● DIRECTIONS: Set down, word for word, only the lines from the start of the records through the line bearing "box: [0, 417, 1731, 1152]"; include no pictures.

*** Opening of PROVIDED MATERIAL ***

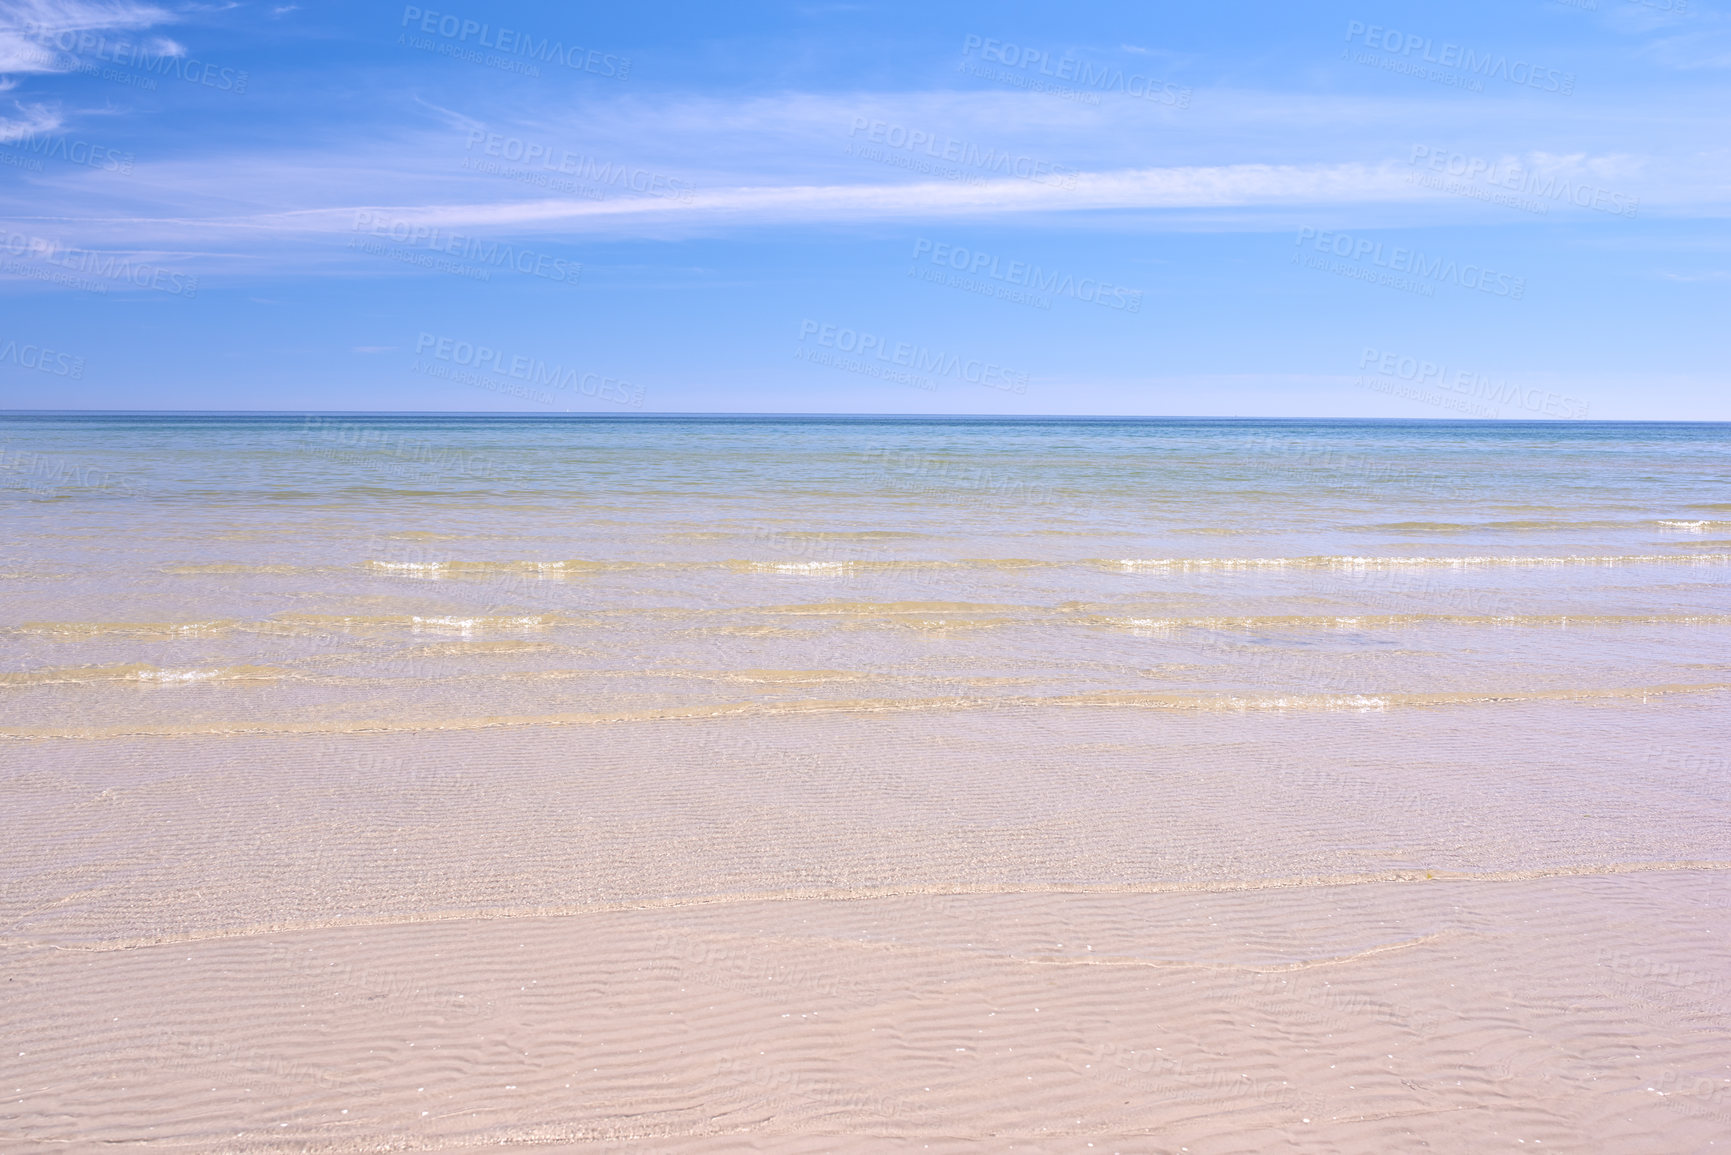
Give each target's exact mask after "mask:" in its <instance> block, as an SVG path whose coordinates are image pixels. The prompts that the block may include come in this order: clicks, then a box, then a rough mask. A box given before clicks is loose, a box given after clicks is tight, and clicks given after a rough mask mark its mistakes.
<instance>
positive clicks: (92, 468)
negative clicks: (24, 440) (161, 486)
mask: <svg viewBox="0 0 1731 1155" xmlns="http://www.w3.org/2000/svg"><path fill="white" fill-rule="evenodd" d="M9 445H10V442H0V474H12V476H16V478H17V480H19V481H21V483H23V488H24V490H26V492H28V494H50V492H54V490H59V488H66V487H76V488H93V490H109V488H113V490H119V494H121V495H125V497H137V494H138V487H137V483H133V481H132V480H130V478H126V476H119V474H114V473H109V471H106V469H97V468H95V466H90V464H85V462H73V461H68V459H64V457H48V455H45V454H38V452H35V450H23V452H19V450H12V448H9Z"/></svg>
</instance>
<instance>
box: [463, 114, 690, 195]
mask: <svg viewBox="0 0 1731 1155" xmlns="http://www.w3.org/2000/svg"><path fill="white" fill-rule="evenodd" d="M464 151H466V152H467V156H466V158H462V166H464V168H467V170H471V171H479V173H493V175H500V177H509V178H511V180H523V182H524V184H533V185H542V187H549V189H552V190H557V192H573V194H576V196H587V190H585V189H594V197H592V199H595V201H599V199H601V197H602V196H604V194H602V187H608V185H611V187H616V189H618V190H620V192H637V194H640V196H654V197H670V199H675V201H689V199H691V197H692V194H694V192H696V189H694V185H692V184H691V182H689V180H680V178H677V177H668V175H665V173H656V171H649V170H647V168H630V166H627V165H616V163H613V161H599V159H595V158H594V156H583V154H580V152H571V151H569V149H561V147H556V145H549V144H544V142H537V140H524V139H521V137H505V135H502V133H497V132H488V130H485V128H471V130H469V140H467V144H466V145H464ZM500 161H509V163H511V165H521V166H523V168H521V170H512V168H507V166H504V165H500ZM561 177H573V178H575V180H559V178H561ZM580 180H582V182H589V184H587V185H580V184H576V182H580Z"/></svg>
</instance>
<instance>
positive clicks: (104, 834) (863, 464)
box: [0, 417, 1731, 1152]
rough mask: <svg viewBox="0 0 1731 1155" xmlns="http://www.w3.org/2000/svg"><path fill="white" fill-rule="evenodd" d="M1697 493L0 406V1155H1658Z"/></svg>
mask: <svg viewBox="0 0 1731 1155" xmlns="http://www.w3.org/2000/svg"><path fill="white" fill-rule="evenodd" d="M1728 450H1731V426H1665V424H1627V426H1610V424H1605V426H1565V424H1442V423H1412V424H1402V423H1253V421H1167V423H1162V421H987V419H957V421H930V419H905V421H904V419H812V421H805V419H800V421H774V419H656V417H632V419H569V417H564V419H549V417H535V419H518V417H479V419H459V417H376V419H374V417H365V419H364V417H310V419H308V417H199V419H192V417H76V419H74V417H7V419H3V421H0V502H3V506H0V509H3V514H0V516H3V519H5V525H7V528H9V533H7V545H5V554H3V558H0V589H3V590H5V599H3V610H0V615H3V616H0V637H3V639H5V649H3V655H5V656H3V663H0V767H3V769H0V797H3V800H5V805H3V809H0V826H3V829H0V868H3V869H0V878H3V883H0V916H3V925H5V945H7V947H9V951H10V952H12V954H10V959H12V971H14V975H16V977H17V978H19V980H23V982H24V984H26V985H28V989H29V990H33V992H36V994H35V996H33V997H31V999H24V1001H14V1003H12V1006H10V1010H9V1015H7V1020H5V1023H0V1025H3V1027H5V1029H7V1034H9V1037H19V1039H28V1041H29V1042H28V1046H23V1048H21V1051H23V1055H21V1056H19V1058H16V1060H14V1058H10V1056H7V1058H5V1060H3V1063H0V1075H3V1077H7V1079H12V1081H14V1082H12V1084H10V1086H19V1087H29V1086H36V1087H38V1091H35V1093H24V1094H23V1096H21V1098H19V1103H17V1105H14V1108H12V1113H10V1115H7V1126H9V1131H10V1132H12V1134H17V1136H24V1138H29V1139H36V1141H43V1143H68V1141H71V1143H95V1141H145V1139H154V1138H161V1136H173V1138H175V1141H180V1143H187V1145H192V1146H199V1148H211V1150H215V1148H216V1146H222V1148H223V1150H228V1148H234V1150H275V1148H287V1146H293V1148H294V1150H386V1148H414V1150H422V1148H454V1146H455V1145H462V1143H476V1145H481V1143H486V1145H497V1143H499V1141H540V1143H552V1141H571V1143H576V1141H580V1139H582V1141H595V1143H601V1141H606V1143H618V1145H620V1146H618V1148H616V1150H789V1152H791V1150H826V1139H824V1136H829V1138H834V1136H836V1134H843V1132H845V1134H852V1136H859V1134H872V1136H876V1139H874V1141H878V1143H879V1145H886V1146H881V1148H879V1150H897V1148H895V1146H893V1145H895V1143H905V1145H909V1150H921V1146H923V1145H924V1143H933V1145H935V1146H933V1150H962V1148H966V1146H968V1145H980V1150H994V1145H995V1148H997V1150H1007V1148H1009V1146H1011V1143H1009V1138H1016V1139H1018V1143H1021V1141H1025V1145H1023V1148H1021V1150H1054V1152H1056V1150H1066V1152H1068V1150H1084V1146H1082V1145H1084V1143H1089V1141H1096V1139H1097V1141H1101V1145H1103V1146H1104V1150H1168V1148H1167V1146H1155V1148H1149V1146H1146V1145H1144V1143H1142V1141H1144V1139H1146V1136H1149V1134H1162V1136H1177V1138H1175V1139H1174V1141H1172V1145H1170V1150H1179V1146H1189V1150H1193V1152H1203V1150H1392V1148H1404V1146H1411V1145H1414V1143H1418V1141H1419V1139H1421V1138H1423V1139H1425V1141H1435V1143H1438V1146H1440V1148H1442V1150H1478V1148H1482V1146H1485V1145H1508V1141H1509V1138H1511V1136H1525V1138H1532V1139H1534V1141H1535V1145H1537V1143H1539V1141H1542V1143H1544V1145H1546V1146H1548V1148H1549V1150H1594V1145H1596V1143H1601V1141H1605V1143H1612V1145H1613V1150H1653V1152H1665V1150H1708V1148H1707V1146H1703V1145H1705V1143H1708V1141H1710V1139H1712V1136H1715V1134H1717V1136H1724V1134H1731V1131H1726V1127H1731V1124H1728V1120H1731V1113H1726V1112H1728V1108H1726V1107H1724V1101H1728V1100H1731V1084H1728V1082H1726V1079H1728V1077H1731V1070H1721V1067H1722V1055H1724V1053H1726V1049H1724V1044H1726V1042H1728V1036H1726V1030H1728V1022H1731V1020H1728V1013H1731V996H1728V989H1726V984H1724V982H1721V980H1714V978H1712V977H1714V975H1722V973H1724V971H1726V966H1731V956H1728V954H1726V942H1728V940H1731V939H1728V933H1726V932H1731V925H1726V918H1728V911H1731V907H1728V904H1726V902H1724V897H1722V895H1724V883H1722V881H1721V880H1724V878H1726V874H1724V871H1726V869H1728V868H1731V760H1728V757H1726V755H1724V750H1728V748H1731V713H1728V710H1726V707H1728V689H1731V668H1728V665H1731V658H1728V655H1731V644H1728V642H1731V597H1728V578H1731V476H1728V462H1731V452H1728ZM434 923H438V925H440V926H434ZM450 925H455V926H459V928H467V930H454V928H450ZM441 926H443V928H441ZM1227 928H1231V933H1227ZM595 935H601V937H599V939H597V937H595ZM609 935H611V937H609ZM531 940H533V942H535V944H537V949H535V951H530V952H528V954H524V952H523V951H526V949H528V947H526V945H524V944H526V942H531ZM454 944H457V945H454ZM1078 944H1080V945H1082V949H1078ZM454 951H455V952H454ZM1390 952H1392V954H1390ZM531 956H533V958H531ZM441 958H443V961H438V959H441ZM80 959H83V961H80ZM116 959H119V961H116ZM298 959H299V961H298ZM305 959H319V963H317V965H313V963H305ZM331 959H339V961H331ZM429 959H431V961H429ZM559 959H573V961H571V966H569V968H563V966H561V965H559ZM182 961H183V963H187V965H190V966H189V968H187V971H185V973H187V975H189V978H185V980H182V978H178V975H182V970H180V963H182ZM303 963H305V965H303ZM327 966H336V968H338V970H334V971H329V970H324V968H327ZM1174 968H1175V970H1174ZM403 975H419V977H417V978H415V980H414V982H409V980H407V978H402V977H403ZM1319 975H1321V978H1319ZM1679 977H1681V978H1679ZM182 982H190V984H192V985H190V987H185V990H182ZM1288 982H1291V984H1293V985H1286V984H1288ZM31 984H35V985H31ZM537 984H540V987H537ZM1198 984H1201V985H1198ZM1331 984H1335V985H1331ZM426 990H434V992H438V994H436V997H433V996H424V994H422V992H426ZM151 992H154V994H151ZM466 992H467V994H466ZM478 992H479V994H478ZM1295 992H1298V994H1295ZM140 994H142V1001H144V1004H147V1006H149V1008H151V1010H149V1011H147V1015H145V1016H144V1018H138V1016H137V1015H130V1013H121V1011H125V1008H126V1006H135V1004H137V1003H138V1001H140ZM471 996H473V997H483V999H485V1011H469V1010H467V1006H464V1004H460V1003H459V999H462V997H471ZM357 999H360V1003H365V1006H362V1004H360V1003H357ZM374 999H379V1004H377V1006H372V1001H374ZM1390 1008H1393V1010H1390ZM457 1010H460V1011H462V1015H471V1013H473V1015H479V1016H481V1018H483V1020H485V1032H483V1036H473V1032H471V1030H469V1020H467V1018H464V1016H462V1015H459V1016H457V1018H452V1015H454V1013H455V1011H457ZM398 1013H402V1016H398ZM789 1015H798V1016H800V1018H801V1020H805V1016H807V1015H810V1016H812V1022H810V1023H807V1025H801V1027H798V1029H796V1030H795V1036H784V1034H779V1032H777V1030H779V1029H777V1030H770V1029H769V1027H763V1025H762V1023H760V1020H765V1022H770V1023H775V1022H779V1020H782V1018H788V1016H789ZM997 1015H1006V1016H1007V1018H1006V1020H1004V1022H999V1020H997ZM819 1016H822V1018H820V1023H822V1029H820V1030H819ZM145 1020H147V1022H145ZM644 1022H666V1023H668V1027H670V1029H672V1030H675V1034H677V1037H679V1039H682V1041H684V1042H680V1044H679V1048H680V1049H679V1053H677V1055H675V1053H672V1051H668V1049H666V1046H663V1044H660V1042H656V1044H653V1046H651V1044H649V1042H646V1036H644V1034H642V1030H644V1027H642V1023H644ZM1007 1022H1013V1023H1016V1025H1014V1027H1009V1025H1006V1023H1007ZM452 1023H455V1027H454V1025H452ZM589 1025H592V1029H590V1027H589ZM807 1027H810V1030H807ZM573 1030H575V1032H576V1034H575V1036H573V1034H571V1032H573ZM801 1030H805V1034H800V1032H801ZM879 1030H883V1032H893V1039H895V1041H893V1042H891V1041H890V1036H879V1034H878V1032H879ZM964 1036H966V1037H964ZM381 1039H383V1041H388V1042H389V1048H400V1049H393V1051H391V1053H393V1056H395V1058H393V1060H391V1063H389V1065H388V1067H383V1065H381V1060H377V1058H376V1053H374V1051H376V1046H379V1044H381ZM486 1039H497V1042H488V1041H486ZM969 1039H973V1042H969ZM980 1039H988V1041H992V1046H990V1048H987V1049H985V1051H981V1049H980V1046H978V1041H980ZM505 1041H509V1044H507V1042H505ZM410 1046H421V1048H429V1049H436V1048H445V1049H443V1051H440V1053H438V1055H431V1053H428V1055H419V1056H417V1053H415V1051H409V1049H407V1048H410ZM658 1048H660V1049H658ZM685 1048H689V1051H687V1049H685ZM969 1048H975V1049H969ZM1162 1048H1165V1049H1162ZM519 1053H521V1055H519ZM149 1055H166V1056H170V1060H171V1061H168V1065H166V1068H164V1070H166V1072H168V1074H163V1075H158V1077H159V1079H161V1081H163V1082H158V1084H145V1091H144V1093H137V1089H138V1086H140V1081H147V1079H151V1077H152V1075H149V1074H140V1072H144V1070H145V1068H149V1067H151V1061H149V1058H147V1056H149ZM545 1055H554V1056H557V1058H547V1060H544V1056H545ZM1321 1055H1326V1056H1328V1060H1326V1061H1322V1060H1321V1058H1319V1056H1321ZM1383 1055H1387V1058H1388V1060H1390V1061H1387V1063H1385V1060H1383V1058H1381V1056H1383ZM1397 1055H1399V1056H1402V1058H1400V1060H1399V1061H1393V1060H1395V1056H1397ZM128 1056H130V1058H128ZM140 1056H145V1058H140ZM575 1056H580V1058H575ZM1643 1056H1646V1058H1643ZM1655 1056H1658V1060H1662V1061H1658V1060H1655ZM1336 1058H1338V1060H1342V1061H1343V1063H1345V1065H1343V1068H1342V1070H1336V1065H1335V1060H1336ZM1347 1060H1350V1063H1347ZM1650 1060H1653V1061H1658V1065H1657V1067H1651V1061H1650ZM128 1063H132V1065H128ZM585 1065H587V1067H585ZM1650 1067H1651V1070H1650ZM1343 1070H1345V1072H1357V1074H1343ZM1245 1072H1250V1074H1245ZM571 1079H578V1082H576V1084H573V1082H571ZM582 1079H589V1082H582ZM1245 1079H1248V1081H1250V1082H1248V1084H1245V1082H1241V1081H1245ZM33 1081H35V1082H33ZM106 1081H119V1084H123V1087H132V1089H133V1094H130V1098H128V1096H125V1094H123V1096H118V1098H114V1096H106V1093H104V1094H97V1093H93V1091H90V1087H106V1086H107V1082H106ZM1006 1081H1009V1082H1006ZM433 1082H438V1084H440V1086H441V1094H443V1098H445V1101H447V1105H450V1112H448V1113H441V1115H433V1113H422V1108H421V1105H419V1100H417V1096H419V1094H421V1093H422V1089H424V1086H431V1084H433ZM241 1084H246V1087H251V1086H253V1084H260V1086H261V1087H263V1089H265V1093H267V1096H268V1098H270V1101H272V1103H273V1107H270V1112H275V1113H272V1115H270V1120H272V1122H268V1124H260V1126H267V1127H268V1129H267V1131H260V1129H256V1127H254V1124H256V1122H258V1120H256V1119H254V1117H253V1115H251V1113H249V1112H251V1110H253V1108H249V1107H246V1103H248V1101H249V1100H246V1098H244V1096H242V1098H235V1096H232V1094H230V1091H232V1089H234V1087H235V1086H241ZM410 1084H414V1086H410ZM495 1084H497V1086H499V1087H505V1086H507V1084H509V1089H511V1091H512V1093H516V1091H518V1089H523V1098H519V1100H511V1103H512V1107H509V1108H505V1107H502V1105H500V1103H502V1101H500V1100H497V1091H493V1089H490V1087H495ZM1020 1084H1028V1086H1026V1087H1020ZM1646 1084H1651V1087H1658V1089H1651V1087H1648V1089H1646V1091H1643V1089H1641V1087H1643V1086H1646ZM220 1087H225V1091H218V1089H220ZM417 1087H421V1089H417ZM573 1087H575V1089H573ZM933 1087H938V1089H936V1091H933ZM1013 1087H1020V1089H1013ZM1246 1087H1248V1089H1246ZM1023 1089H1025V1091H1026V1093H1028V1098H1026V1100H1025V1098H1023V1096H1021V1091H1023ZM1679 1089H1681V1091H1679ZM246 1094H251V1091H246ZM573 1096H575V1098H573ZM459 1108H460V1110H459ZM350 1110H353V1112H355V1115H353V1117H350V1115H348V1112H350ZM1312 1115H1314V1117H1316V1122H1312ZM1414 1119H1425V1120H1428V1122H1412V1120H1414ZM1402 1120H1404V1122H1402ZM1324 1122H1326V1124H1328V1127H1329V1129H1328V1131H1303V1127H1312V1126H1314V1127H1321V1126H1324ZM249 1127H251V1129H249ZM1006 1127H1007V1129H1006ZM729 1136H732V1138H729ZM744 1136H750V1139H746V1138H744ZM994 1136H995V1138H994ZM1006 1136H1009V1138H1006ZM218 1138H220V1139H222V1143H218V1141H216V1139H218ZM1108 1143H1130V1146H1127V1148H1123V1146H1110V1145H1108ZM642 1145H649V1146H642ZM663 1145H665V1146H663ZM1210 1145H1212V1146H1210Z"/></svg>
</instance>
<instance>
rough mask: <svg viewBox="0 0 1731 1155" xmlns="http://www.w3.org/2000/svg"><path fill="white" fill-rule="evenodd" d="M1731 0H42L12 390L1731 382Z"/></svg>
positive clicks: (768, 392)
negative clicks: (411, 3)
mask: <svg viewBox="0 0 1731 1155" xmlns="http://www.w3.org/2000/svg"><path fill="white" fill-rule="evenodd" d="M1728 69H1731V10H1728V9H1722V7H1708V5H1703V3H1700V2H1698V0H1577V2H1575V3H1561V2H1558V0H1504V2H1499V3H1459V5H1397V3H1373V2H1354V3H1310V5H1284V3H1236V5H1234V3H1227V5H1168V3H1122V5H1118V3H1097V5H1061V3H1042V5H1025V3H1016V5H1009V3H990V5H988V3H976V5H969V3H954V5H916V3H729V5H713V3H640V5H559V3H479V2H471V0H457V2H455V3H454V5H452V7H441V5H438V3H428V5H396V3H305V2H303V3H289V2H280V3H211V2H204V3H140V2H133V0H116V2H113V3H95V2H90V0H68V2H64V3H45V2H38V0H0V407H3V409H263V410H306V409H317V410H357V409H358V410H524V412H559V410H566V409H569V410H602V412H632V410H635V409H642V410H644V412H651V410H668V412H701V410H720V412H976V414H994V412H1026V414H1182V416H1212V414H1219V416H1295V417H1463V416H1478V417H1497V419H1511V417H1580V416H1586V417H1593V419H1731V390H1728V381H1731V376H1728V372H1731V371H1728V364H1731V362H1728V357H1726V348H1728V339H1726V332H1728V331H1731V326H1728V317H1731V308H1728V305H1731V255H1728V239H1731V232H1728V229H1726V210H1728V204H1731V182H1728V177H1731V133H1728V125H1731V102H1728V83H1726V81H1728Z"/></svg>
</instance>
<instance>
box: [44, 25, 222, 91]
mask: <svg viewBox="0 0 1731 1155" xmlns="http://www.w3.org/2000/svg"><path fill="white" fill-rule="evenodd" d="M24 35H26V36H29V38H31V40H35V42H36V43H42V45H47V47H50V48H55V50H59V52H61V54H64V55H66V57H68V66H66V68H64V69H62V71H73V73H85V74H95V76H100V78H102V80H116V81H118V83H128V81H126V80H121V78H118V76H107V74H106V73H107V69H100V68H97V66H95V64H88V62H87V61H85V57H93V59H97V61H102V62H106V64H119V66H121V68H132V69H138V71H140V73H145V74H147V76H171V78H175V80H180V81H183V83H189V85H196V87H199V88H215V90H216V92H232V94H235V95H242V94H246V85H248V80H249V76H248V73H246V69H241V68H223V66H222V64H211V62H209V61H199V59H196V57H190V55H187V54H185V50H183V48H180V47H178V45H175V43H170V42H163V40H156V42H154V43H151V45H145V43H133V42H130V40H109V38H107V36H104V35H100V33H97V31H92V29H88V28H57V26H50V24H35V23H31V24H26V26H24ZM138 80H142V78H138ZM135 87H145V85H135ZM147 88H149V90H156V83H154V81H152V83H149V85H147Z"/></svg>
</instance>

*** Close of PROVIDED MATERIAL ***

● YOUR SOLUTION:
Give each target's exact mask after "mask:" in its <instance> block, as an SVG path whose coordinates are image pixels. The prompts that the block may include come in this order: clicks, then a box, then a rough mask. A box given before clicks is loose, a box given after clicks is tight, and clicks given after a rough mask mark its mistakes.
<instance>
positive clicks: (92, 468)
negative clicks: (24, 440) (161, 486)
mask: <svg viewBox="0 0 1731 1155" xmlns="http://www.w3.org/2000/svg"><path fill="white" fill-rule="evenodd" d="M9 445H10V442H0V474H12V476H16V478H17V480H19V481H21V483H23V488H24V490H26V492H28V494H50V492H54V490H59V488H66V487H76V488H93V490H109V488H113V490H119V494H121V495H125V497H137V494H138V487H137V483H133V481H132V480H130V478H126V476H119V474H114V473H109V471H106V469H97V468H95V466H90V464H85V462H73V461H68V459H64V457H48V455H45V454H38V452H35V450H23V452H19V450H12V448H9Z"/></svg>
</instance>
<instance>
box: [463, 114, 690, 195]
mask: <svg viewBox="0 0 1731 1155" xmlns="http://www.w3.org/2000/svg"><path fill="white" fill-rule="evenodd" d="M464 151H466V152H467V156H466V158H462V166H464V168H467V170H471V171H479V173H493V175H500V177H509V178H511V180H523V182H524V184H533V185H542V187H549V189H552V190H557V192H573V194H576V196H587V190H585V189H594V197H592V199H595V201H599V199H601V197H602V196H604V194H602V187H608V185H611V187H616V189H618V190H620V192H637V194H640V196H654V197H670V199H675V201H689V199H691V197H692V194H694V192H696V189H694V185H692V184H691V182H689V180H680V178H677V177H668V175H665V173H656V171H649V170H647V168H630V166H627V165H616V163H613V161H599V159H595V158H594V156H583V154H580V152H571V151H569V149H561V147H556V145H549V144H544V142H537V140H524V139H521V137H505V135H502V133H497V132H488V130H485V128H471V130H469V140H467V144H466V145H464ZM500 161H509V163H511V165H521V166H523V168H521V170H512V168H507V166H504V165H500ZM561 177H573V178H575V180H559V178H561ZM580 180H582V182H589V184H587V185H580V184H576V182H580Z"/></svg>
</instance>
<instance>
positive clicks: (104, 834) (863, 464)
box: [0, 417, 1731, 1152]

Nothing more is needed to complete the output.